▶ THE RECORDS:
--*--

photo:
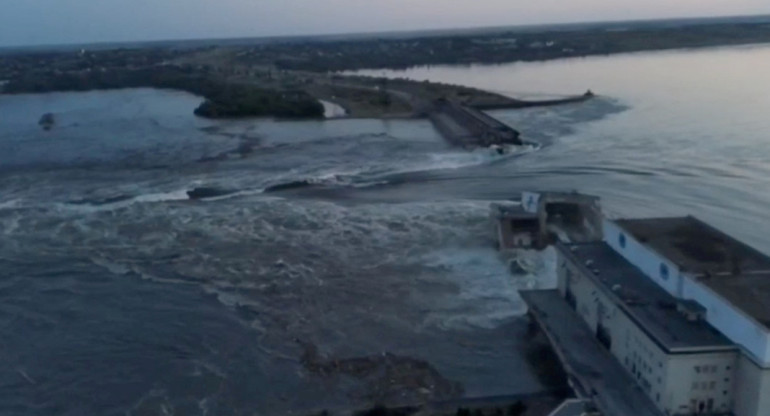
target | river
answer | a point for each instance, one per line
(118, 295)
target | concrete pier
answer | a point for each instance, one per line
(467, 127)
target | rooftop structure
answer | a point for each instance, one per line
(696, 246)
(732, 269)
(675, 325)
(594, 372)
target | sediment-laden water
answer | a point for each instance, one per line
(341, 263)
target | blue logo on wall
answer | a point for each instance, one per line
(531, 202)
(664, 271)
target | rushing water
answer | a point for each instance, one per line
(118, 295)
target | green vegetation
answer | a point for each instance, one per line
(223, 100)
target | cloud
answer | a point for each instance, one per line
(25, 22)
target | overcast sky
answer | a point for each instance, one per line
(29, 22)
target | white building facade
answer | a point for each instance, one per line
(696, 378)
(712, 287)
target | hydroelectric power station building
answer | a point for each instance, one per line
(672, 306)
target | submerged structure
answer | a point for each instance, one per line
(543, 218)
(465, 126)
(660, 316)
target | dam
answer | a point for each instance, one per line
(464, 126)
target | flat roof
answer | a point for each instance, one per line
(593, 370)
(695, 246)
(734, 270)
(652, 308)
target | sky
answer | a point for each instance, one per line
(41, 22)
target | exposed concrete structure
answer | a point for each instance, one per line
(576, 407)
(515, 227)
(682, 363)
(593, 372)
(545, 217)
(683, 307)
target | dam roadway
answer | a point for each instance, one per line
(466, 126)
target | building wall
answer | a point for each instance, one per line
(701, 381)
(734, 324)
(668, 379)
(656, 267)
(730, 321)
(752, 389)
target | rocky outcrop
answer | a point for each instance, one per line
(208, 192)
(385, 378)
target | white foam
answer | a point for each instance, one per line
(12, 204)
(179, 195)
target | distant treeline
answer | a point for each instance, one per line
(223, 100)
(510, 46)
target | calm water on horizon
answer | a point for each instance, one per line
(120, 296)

--*--

Arrange all of the material above as a numbered list, skipping any blank lines and leaving the picture out.

▶ OUTPUT OF THE TASK:
1. photo:
2. target | river
3. answer | a point for each instance, one per line
4. (118, 295)
5. target | concrete pier
6. answer | a point for each instance, one per line
7. (467, 127)
8. target | rooftop structure
9. answer | a point for each instance, one per line
10. (696, 246)
11. (732, 269)
12. (675, 325)
13. (594, 372)
14. target | sediment-laden water
15. answer | a point for each instance, one per line
16. (341, 263)
17. target | blue logo on wall
18. answer | a point for each instance, one per line
19. (531, 202)
20. (664, 271)
21. target | rushing water
22. answer | a point for each instance, one per line
23. (118, 295)
24. target | green vegetation
25. answer | a point for each instance, one per line
26. (223, 100)
27. target | cloud
28. answer | a point for each instance, one per line
29. (25, 22)
30. target | overcast sky
31. answer | a point for each instance, one per line
32. (29, 22)
33. target | white building facade
34. answer | a point for each instance, one per line
35. (696, 378)
36. (712, 287)
37. target | hydroelectric power station building
38. answer | a point for each instance, one per line
39. (672, 306)
40. target | submerged structure
41. answer | a point for each instance, one per line
42. (543, 218)
43. (465, 126)
44. (660, 316)
45. target | dam
46. answer | a point for each instance, one per line
47. (464, 126)
48. target | flat roof
49. answer | a point for each instance, one per line
50. (593, 370)
51. (695, 246)
52. (734, 270)
53. (652, 308)
54. target | sky
55. answer | a point for each instance, one per line
56. (41, 22)
57. target | exposed concrete structure
58. answer | a point for each instance, one per line
59. (576, 407)
60. (515, 227)
61. (682, 363)
62. (593, 372)
63. (545, 217)
64. (683, 307)
65. target | dam roadway
66. answer | a point for each instance, one per line
67. (466, 126)
68. target | building wall
69. answer | a point for each instance, one per line
70. (701, 381)
71. (734, 324)
72. (668, 379)
73. (656, 267)
74. (730, 321)
75. (752, 389)
76. target | rocky outcrop
77. answer | a point for each instance, one per line
78. (208, 192)
79. (385, 378)
80. target | white foam
81. answer | a point for each instance, one per line
82. (12, 204)
83. (179, 195)
84. target | distant treeline
85. answer | a point for each instance, one per line
86. (223, 100)
87. (510, 46)
88. target | calm water on horizon
89. answer | a point for each instance, one per line
90. (120, 296)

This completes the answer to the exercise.